### Assignment
Locate each line below that contains the word "positive", and copy those lines out in full.

### Extracted entries
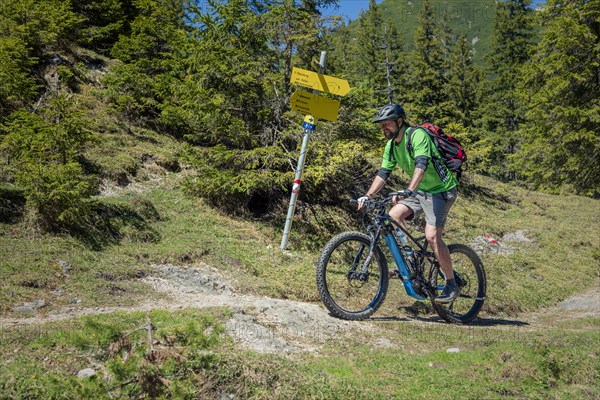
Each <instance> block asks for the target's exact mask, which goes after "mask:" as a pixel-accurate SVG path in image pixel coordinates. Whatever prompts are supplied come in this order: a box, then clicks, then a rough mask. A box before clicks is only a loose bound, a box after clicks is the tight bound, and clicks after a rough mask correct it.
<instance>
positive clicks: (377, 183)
mask: <svg viewBox="0 0 600 400" xmlns="http://www.w3.org/2000/svg"><path fill="white" fill-rule="evenodd" d="M383 186H385V179H383V178H382V177H381V176H379V175H377V176H376V177H375V179H373V183H372V184H371V187H370V188H369V190H367V193H366V194H365V196H368V197H373V196H374V195H376V194H377V193H379V191H380V190H381V189H382V188H383Z"/></svg>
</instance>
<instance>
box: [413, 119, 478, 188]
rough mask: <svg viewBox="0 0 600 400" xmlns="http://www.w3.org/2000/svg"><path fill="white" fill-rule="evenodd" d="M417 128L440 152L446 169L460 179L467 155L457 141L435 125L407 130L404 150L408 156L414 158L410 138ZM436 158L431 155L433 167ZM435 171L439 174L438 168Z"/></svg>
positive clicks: (466, 157)
mask: <svg viewBox="0 0 600 400" xmlns="http://www.w3.org/2000/svg"><path fill="white" fill-rule="evenodd" d="M418 128H423V129H424V130H425V132H427V134H428V135H429V137H430V138H431V141H432V142H433V144H434V146H435V147H436V148H437V149H438V151H439V152H440V155H441V156H442V160H443V161H444V164H446V167H448V169H449V170H450V171H452V172H456V176H457V177H458V178H460V175H461V173H462V166H463V164H464V163H466V162H467V153H466V152H465V149H464V148H463V147H462V146H461V145H460V143H459V142H458V140H456V139H455V138H453V137H452V136H450V135H448V134H447V133H445V132H444V131H443V130H442V128H440V127H439V126H437V125H434V124H432V123H430V122H426V123H424V124H422V125H421V126H413V127H411V128H409V129H408V131H407V133H406V135H407V136H406V150H408V154H410V156H411V157H414V155H413V151H412V143H411V138H412V134H413V132H414V131H415V130H417V129H418ZM436 158H437V157H434V156H433V154H432V159H433V161H434V165H436V162H435V161H436ZM436 170H438V172H441V171H440V169H439V168H438V166H436Z"/></svg>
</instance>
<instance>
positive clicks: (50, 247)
mask: <svg viewBox="0 0 600 400" xmlns="http://www.w3.org/2000/svg"><path fill="white" fill-rule="evenodd" d="M169 179H173V180H174V183H172V184H169V185H170V186H169V187H168V188H156V189H152V190H148V191H146V192H142V193H129V194H127V193H126V194H124V195H122V196H120V197H112V198H111V197H108V198H103V199H102V202H103V203H104V204H107V205H110V206H112V207H117V206H122V207H124V208H126V209H135V207H138V211H139V213H138V214H139V215H140V218H142V220H143V221H144V223H143V224H141V223H138V222H139V221H138V222H135V221H134V222H135V223H132V222H131V221H128V220H119V223H118V224H115V226H117V225H118V226H117V228H118V229H117V228H116V229H117V230H119V232H120V233H119V235H117V236H116V239H115V240H113V241H112V242H109V243H108V244H107V245H105V246H104V247H102V248H101V249H100V250H98V249H94V248H90V247H89V246H87V245H86V244H85V243H83V242H82V241H80V240H77V239H76V238H73V237H68V236H64V237H60V236H49V235H40V234H33V233H31V232H29V231H27V230H26V229H24V228H23V227H22V226H19V225H15V224H12V225H11V224H2V225H0V248H1V249H2V254H3V257H2V268H1V270H0V278H1V283H0V288H1V291H2V292H1V293H2V297H3V301H2V305H1V309H2V312H3V313H6V312H9V311H10V309H11V308H12V307H13V306H14V305H15V304H16V303H18V302H22V301H28V300H33V299H37V298H43V299H45V300H47V301H49V302H50V303H51V304H52V307H59V306H67V305H68V302H69V301H70V300H72V298H76V297H78V298H81V299H82V300H83V305H88V306H99V305H115V304H129V303H130V301H134V302H136V301H139V300H140V299H141V298H143V297H145V296H148V295H149V293H148V291H147V289H146V287H145V286H144V285H142V284H141V283H140V282H139V281H138V279H137V278H138V277H140V276H143V275H145V274H147V273H148V272H149V271H150V270H151V265H153V264H160V263H172V264H190V265H191V264H194V263H197V262H204V263H206V264H209V265H212V266H214V267H216V268H218V269H221V270H223V271H224V272H225V273H226V274H228V275H230V276H231V277H233V278H234V280H235V281H237V286H238V289H239V290H240V291H243V292H249V293H255V294H263V295H269V296H273V297H279V298H289V299H295V300H303V301H318V295H317V293H316V290H315V284H314V279H315V278H314V262H315V261H316V258H317V257H318V252H317V251H314V250H312V249H310V248H307V249H302V248H298V245H299V244H301V241H300V240H299V237H298V236H297V235H298V233H297V232H293V234H292V237H293V242H292V253H293V255H292V256H291V257H290V256H286V255H284V254H282V253H281V251H280V250H279V240H280V236H279V235H280V229H281V228H280V227H274V226H270V225H268V224H267V223H265V222H258V223H257V222H253V221H251V220H244V219H240V218H235V217H231V216H227V215H224V214H222V213H220V212H218V211H215V210H214V209H212V208H210V207H209V206H207V205H206V204H205V203H204V202H203V201H202V200H201V199H197V198H190V197H187V196H185V195H183V193H182V192H181V189H180V187H179V186H177V183H176V181H175V175H173V174H171V175H167V176H166V177H165V180H167V181H168V180H169ZM476 179H477V180H476V181H475V182H471V183H469V184H468V185H466V187H465V188H464V189H463V191H464V193H463V194H462V195H461V196H460V197H459V200H458V201H457V204H456V206H455V207H454V209H453V210H452V211H453V214H452V216H451V218H450V220H449V224H448V227H447V233H446V241H447V242H449V243H452V242H457V243H461V242H462V243H467V244H469V243H471V242H473V240H474V239H475V238H476V237H477V236H481V235H484V234H485V233H489V234H491V235H492V236H493V237H496V238H499V239H500V238H502V236H503V235H504V234H506V233H511V232H515V231H518V230H523V231H524V232H525V235H526V236H527V237H528V238H530V239H531V242H524V243H519V242H511V243H508V244H510V245H511V246H512V247H513V252H512V253H511V254H504V255H503V254H495V253H493V252H491V249H489V250H490V251H483V252H480V255H481V257H482V260H483V263H484V265H485V268H486V272H487V276H488V299H489V300H488V302H487V303H486V307H485V309H484V311H485V312H487V313H488V314H490V315H507V316H514V315H516V314H517V313H518V312H522V311H534V310H537V309H539V308H541V307H547V306H551V305H553V304H556V303H558V302H559V301H561V300H563V299H565V298H566V297H568V296H570V295H572V294H574V293H577V292H580V291H582V290H584V289H585V288H588V287H591V286H593V285H595V284H596V283H597V281H598V276H599V269H598V265H599V264H598V260H599V257H600V243H599V238H600V235H598V226H600V221H599V219H600V215H599V213H597V212H596V210H597V204H598V201H597V200H592V199H587V198H581V197H576V196H566V197H560V196H551V195H546V194H541V193H535V192H529V191H526V190H523V189H519V188H514V187H510V186H508V185H503V184H499V183H497V182H494V181H492V180H487V179H484V178H481V177H476ZM140 204H141V205H144V204H146V205H147V204H150V206H151V208H152V210H153V211H152V213H154V214H156V215H155V217H154V218H147V219H144V218H143V217H141V215H145V214H144V211H141V210H139V209H140V207H139V206H140ZM127 207H129V208H127ZM152 213H151V214H152ZM136 215H137V214H136ZM582 233H585V234H582ZM332 234H333V232H332ZM325 240H326V239H323V244H324V242H325ZM58 260H63V261H66V262H68V263H69V264H71V265H72V266H73V270H72V271H70V272H67V273H64V271H62V269H61V268H60V267H59V266H58V263H57V261H58ZM390 261H391V260H390ZM57 289H63V290H64V291H65V292H66V293H68V297H63V298H58V299H56V298H53V297H52V295H51V292H52V291H54V290H57ZM392 291H393V292H396V293H395V294H394V293H392ZM392 291H391V292H390V299H394V298H395V299H396V300H390V301H392V302H393V301H396V302H397V303H395V304H393V306H396V305H398V304H399V305H400V306H404V307H405V306H409V305H410V304H412V303H411V302H408V303H407V300H408V298H406V296H403V295H402V294H401V293H400V292H399V290H398V288H394V289H392ZM46 310H49V308H46ZM387 312H396V313H397V310H394V307H392V308H391V310H390V309H389V308H388V311H387Z"/></svg>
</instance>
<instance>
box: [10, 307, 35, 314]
mask: <svg viewBox="0 0 600 400" xmlns="http://www.w3.org/2000/svg"><path fill="white" fill-rule="evenodd" d="M13 311H14V312H16V313H19V314H35V310H34V309H33V308H31V307H29V306H16V307H15V308H13Z"/></svg>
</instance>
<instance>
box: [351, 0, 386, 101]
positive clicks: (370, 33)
mask: <svg viewBox="0 0 600 400" xmlns="http://www.w3.org/2000/svg"><path fill="white" fill-rule="evenodd" d="M382 25H383V14H382V13H381V10H380V8H379V6H378V5H377V3H376V2H375V0H370V1H369V8H368V10H367V11H365V12H364V13H362V14H361V17H360V19H359V20H358V28H357V30H356V43H355V46H354V49H353V53H354V55H355V57H354V60H353V62H352V72H353V74H352V75H353V77H354V78H355V79H357V80H362V81H364V82H365V83H366V84H367V85H368V86H369V87H370V88H373V89H375V90H381V89H383V85H382V83H383V82H382V80H381V78H382V77H383V76H384V75H383V74H382V73H381V70H380V68H379V63H380V62H381V61H383V60H385V50H384V49H382V43H381V42H382V40H381V39H382Z"/></svg>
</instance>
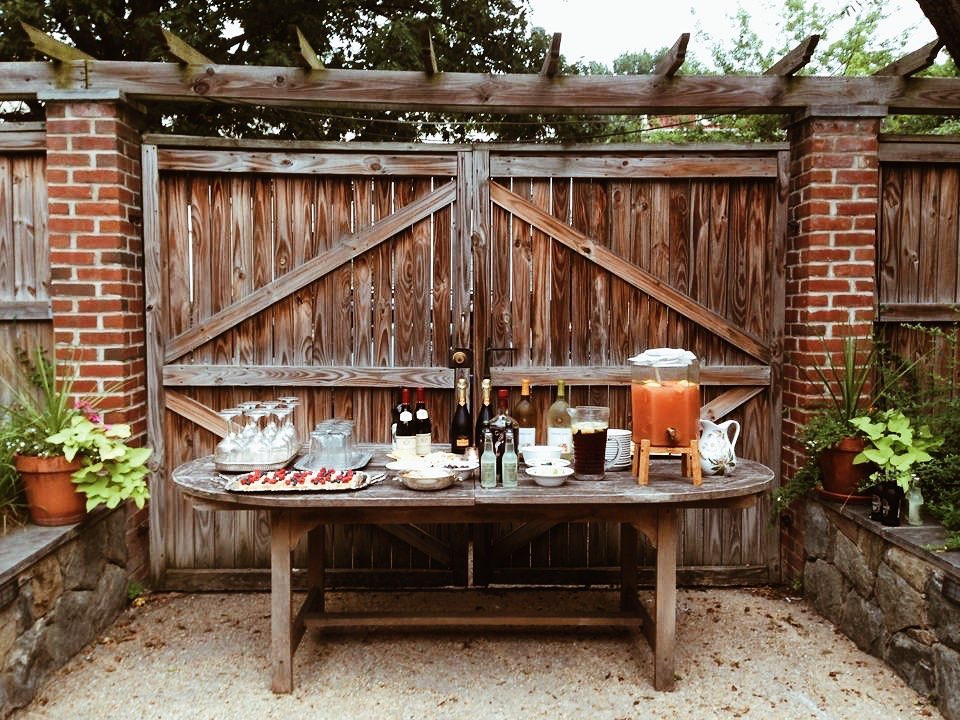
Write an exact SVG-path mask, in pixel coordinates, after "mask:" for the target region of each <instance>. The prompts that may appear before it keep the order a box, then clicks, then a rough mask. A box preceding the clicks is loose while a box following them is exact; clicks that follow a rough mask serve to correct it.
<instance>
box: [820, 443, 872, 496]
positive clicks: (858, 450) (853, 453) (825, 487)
mask: <svg viewBox="0 0 960 720" xmlns="http://www.w3.org/2000/svg"><path fill="white" fill-rule="evenodd" d="M863 447H864V442H863V438H856V437H850V438H844V439H843V440H841V441H840V442H838V443H837V444H836V445H834V446H833V447H832V448H828V449H826V450H823V451H822V452H821V453H820V457H819V458H817V462H818V464H819V465H820V482H821V485H822V486H823V490H824V494H826V495H827V496H828V497H829V496H834V497H835V498H836V497H843V498H847V499H850V500H857V501H861V502H869V501H870V496H869V495H860V494H858V493H857V488H858V487H860V486H861V485H862V484H863V483H865V482H866V480H867V478H868V477H869V476H870V463H860V464H859V465H854V464H853V458H855V457H856V456H857V455H858V454H859V453H860V452H862V451H863Z"/></svg>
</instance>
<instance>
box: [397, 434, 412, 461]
mask: <svg viewBox="0 0 960 720" xmlns="http://www.w3.org/2000/svg"><path fill="white" fill-rule="evenodd" d="M395 454H396V455H397V457H413V456H414V455H416V454H417V439H416V438H415V437H414V436H413V435H397V450H396V453H395Z"/></svg>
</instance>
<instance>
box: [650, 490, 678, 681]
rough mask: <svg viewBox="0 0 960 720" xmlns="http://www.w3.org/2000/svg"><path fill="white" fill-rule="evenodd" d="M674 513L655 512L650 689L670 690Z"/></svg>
mask: <svg viewBox="0 0 960 720" xmlns="http://www.w3.org/2000/svg"><path fill="white" fill-rule="evenodd" d="M677 524H678V523H677V510H676V509H675V508H660V509H658V510H657V587H656V595H655V604H656V610H655V613H656V629H655V632H656V640H655V642H654V648H653V686H654V687H655V688H656V689H657V690H673V689H674V686H675V684H676V677H675V674H674V647H675V645H676V635H677Z"/></svg>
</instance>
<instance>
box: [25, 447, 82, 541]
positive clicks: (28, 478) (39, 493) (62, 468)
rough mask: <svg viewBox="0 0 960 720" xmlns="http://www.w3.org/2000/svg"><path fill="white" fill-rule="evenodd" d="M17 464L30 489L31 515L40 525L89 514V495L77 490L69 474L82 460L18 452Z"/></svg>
mask: <svg viewBox="0 0 960 720" xmlns="http://www.w3.org/2000/svg"><path fill="white" fill-rule="evenodd" d="M14 465H15V466H16V468H17V471H18V472H19V473H20V477H21V479H22V480H23V487H24V490H25V491H26V493H27V507H28V508H29V509H30V519H31V520H33V522H34V523H36V524H37V525H72V524H73V523H75V522H80V520H82V519H83V516H84V515H86V514H87V508H86V505H87V497H86V495H84V494H83V493H82V492H80V491H78V490H77V486H76V485H74V484H73V479H72V478H71V477H70V476H71V475H72V474H73V473H74V472H75V471H77V470H79V469H80V461H79V460H75V461H74V462H68V461H67V459H66V458H65V457H62V456H59V457H51V458H45V457H34V456H31V455H17V456H16V457H15V458H14Z"/></svg>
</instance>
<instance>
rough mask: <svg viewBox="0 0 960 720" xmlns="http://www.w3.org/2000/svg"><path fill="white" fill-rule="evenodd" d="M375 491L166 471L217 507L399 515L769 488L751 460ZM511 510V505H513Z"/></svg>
mask: <svg viewBox="0 0 960 720" xmlns="http://www.w3.org/2000/svg"><path fill="white" fill-rule="evenodd" d="M370 449H372V450H373V451H374V457H373V459H372V460H371V462H370V463H369V464H368V466H367V467H366V468H364V470H366V471H370V472H375V471H382V470H384V465H385V464H386V462H388V461H389V458H388V457H387V456H386V455H385V454H384V449H385V448H383V446H376V447H371V448H370ZM386 472H387V478H386V479H385V480H384V481H383V482H381V483H379V484H376V485H371V486H369V487H367V488H364V489H362V490H356V491H342V492H330V491H318V492H304V491H292V492H262V493H239V492H230V491H227V490H225V489H224V486H225V484H226V481H225V480H224V478H223V477H221V475H220V474H219V473H218V472H217V471H216V470H215V468H214V464H213V457H212V456H206V457H202V458H197V459H195V460H191V461H189V462H187V463H184V464H183V465H180V466H179V467H177V468H176V469H175V470H174V471H173V480H174V482H175V483H176V485H177V486H178V487H179V488H180V489H181V490H182V491H183V492H184V493H186V494H187V495H189V496H190V497H192V498H195V499H199V500H202V501H206V502H207V503H209V504H210V505H212V506H216V507H219V508H223V509H235V510H242V509H253V508H261V509H271V508H290V509H304V510H308V509H317V510H322V509H333V508H343V509H348V508H355V509H360V508H364V509H375V508H379V509H383V510H385V509H389V508H396V509H403V508H449V509H451V510H453V509H455V508H471V507H473V508H479V507H487V508H489V509H490V510H491V511H495V509H496V508H497V507H503V506H509V507H511V508H514V509H516V510H517V511H519V509H520V507H526V508H528V509H531V510H532V509H533V508H535V507H539V508H547V507H550V506H565V507H569V506H575V505H582V506H600V505H604V506H610V505H623V506H630V505H682V506H689V507H698V506H699V507H709V506H711V505H723V504H725V502H726V501H730V500H734V499H737V498H744V497H748V496H752V495H757V494H759V493H762V492H765V491H767V490H769V489H770V487H771V484H772V481H773V471H772V470H770V468H768V467H766V466H764V465H761V464H760V463H757V462H753V461H751V460H740V461H739V463H738V464H737V467H736V470H734V472H733V473H732V474H731V475H729V476H704V478H703V484H702V485H700V486H699V487H697V486H694V485H693V484H692V483H691V482H690V481H689V480H688V479H684V478H682V477H681V476H680V461H679V460H678V459H655V460H653V462H652V465H651V468H650V484H649V485H644V486H641V485H638V484H637V480H636V478H635V477H634V476H632V475H631V474H630V473H629V472H623V471H621V472H608V473H607V475H606V478H605V479H604V480H592V481H579V480H576V479H574V478H572V477H570V478H567V481H566V482H565V483H564V484H563V485H561V486H559V487H555V488H547V487H541V486H539V485H537V484H536V483H535V482H534V480H533V478H532V477H530V476H529V475H527V474H526V473H525V472H524V470H523V466H522V465H521V470H520V473H519V475H520V477H519V480H520V486H519V487H518V488H514V489H506V488H502V487H498V488H496V489H483V488H481V487H480V485H479V483H475V482H474V480H473V478H468V479H465V480H463V481H462V482H458V483H454V485H453V486H451V487H449V488H447V489H445V490H437V491H417V490H410V489H408V488H407V487H405V486H404V485H403V484H402V483H401V482H400V480H399V478H398V477H397V474H396V473H393V472H390V471H386ZM518 506H519V507H518Z"/></svg>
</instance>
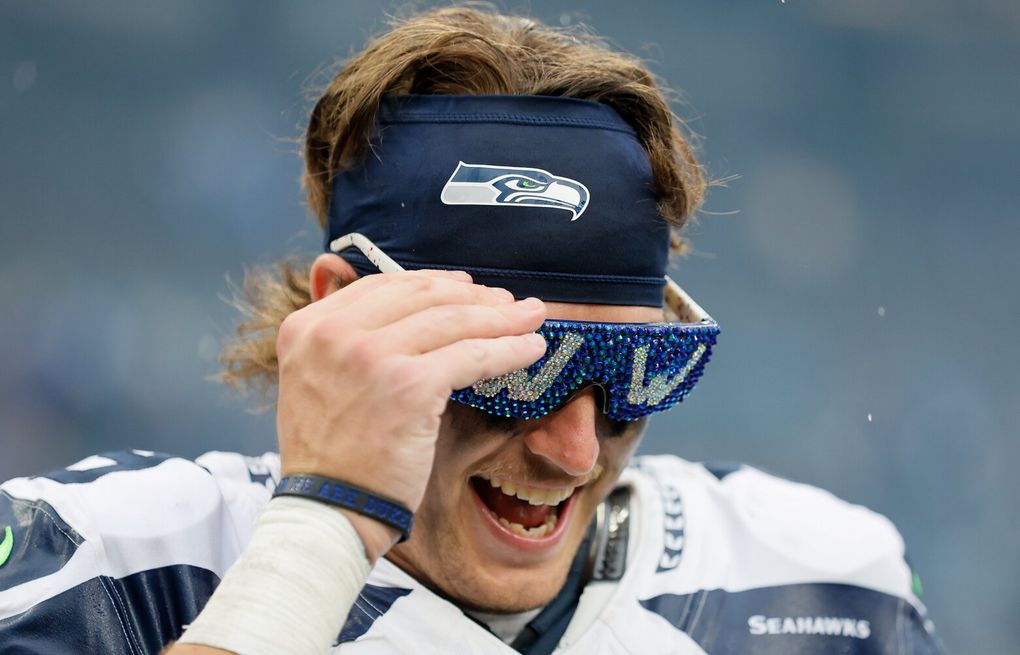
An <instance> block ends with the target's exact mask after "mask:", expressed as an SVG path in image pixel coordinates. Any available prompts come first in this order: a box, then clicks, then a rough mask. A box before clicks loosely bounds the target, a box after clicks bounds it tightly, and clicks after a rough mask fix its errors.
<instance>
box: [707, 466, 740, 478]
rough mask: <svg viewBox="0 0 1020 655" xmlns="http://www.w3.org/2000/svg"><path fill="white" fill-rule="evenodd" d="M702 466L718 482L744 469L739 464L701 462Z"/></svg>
mask: <svg viewBox="0 0 1020 655" xmlns="http://www.w3.org/2000/svg"><path fill="white" fill-rule="evenodd" d="M702 466H704V467H705V470H707V471H708V472H710V473H712V474H713V475H715V476H716V477H717V478H719V480H723V478H724V477H725V476H726V475H729V474H730V473H734V472H736V471H738V470H741V469H742V468H744V464H742V463H739V462H702Z"/></svg>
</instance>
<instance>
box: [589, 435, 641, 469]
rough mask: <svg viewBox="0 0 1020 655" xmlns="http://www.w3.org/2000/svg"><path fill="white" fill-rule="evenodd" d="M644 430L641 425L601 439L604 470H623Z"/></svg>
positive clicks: (636, 444)
mask: <svg viewBox="0 0 1020 655" xmlns="http://www.w3.org/2000/svg"><path fill="white" fill-rule="evenodd" d="M644 432H645V431H644V425H641V426H637V427H636V429H634V430H627V431H626V432H625V433H624V434H622V435H620V436H619V437H610V438H608V439H604V440H602V443H601V445H600V447H601V450H602V454H603V456H604V458H605V459H604V461H603V466H605V467H606V472H611V473H614V474H615V473H619V471H621V470H623V468H624V467H625V466H626V465H627V462H629V461H630V457H631V456H632V455H633V453H634V450H636V449H637V444H640V443H641V438H642V435H643V434H644ZM614 476H615V475H614Z"/></svg>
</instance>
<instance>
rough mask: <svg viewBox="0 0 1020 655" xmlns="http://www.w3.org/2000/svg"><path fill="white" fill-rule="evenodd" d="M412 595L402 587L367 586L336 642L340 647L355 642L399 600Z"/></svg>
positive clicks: (364, 589) (341, 629) (356, 603)
mask: <svg viewBox="0 0 1020 655" xmlns="http://www.w3.org/2000/svg"><path fill="white" fill-rule="evenodd" d="M410 593H411V590H409V589H403V588H401V587H377V586H375V585H365V586H364V588H362V590H361V593H360V594H358V598H357V599H356V600H355V601H354V606H353V607H351V611H350V613H349V614H348V615H347V622H345V623H344V628H343V629H341V631H340V636H339V637H338V638H337V641H336V642H334V646H338V645H340V644H343V643H345V642H353V641H354V640H356V639H358V638H359V637H361V636H362V635H364V634H365V633H367V632H368V628H369V627H371V626H372V623H374V622H375V621H376V620H378V618H379V617H380V616H382V614H386V613H387V612H388V611H390V608H391V607H393V604H394V603H396V602H397V599H399V598H402V597H404V596H407V595H408V594H410Z"/></svg>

### Solution for this exercise
positive clicks: (377, 183)
positive clicks: (466, 157)
positive clicks: (50, 247)
positive clicks: (370, 33)
positive clicks: (858, 450) (853, 453) (825, 487)
positive clicks: (28, 478) (39, 493) (62, 468)
positive clicks: (636, 444)
positive clicks: (364, 589) (341, 629) (356, 603)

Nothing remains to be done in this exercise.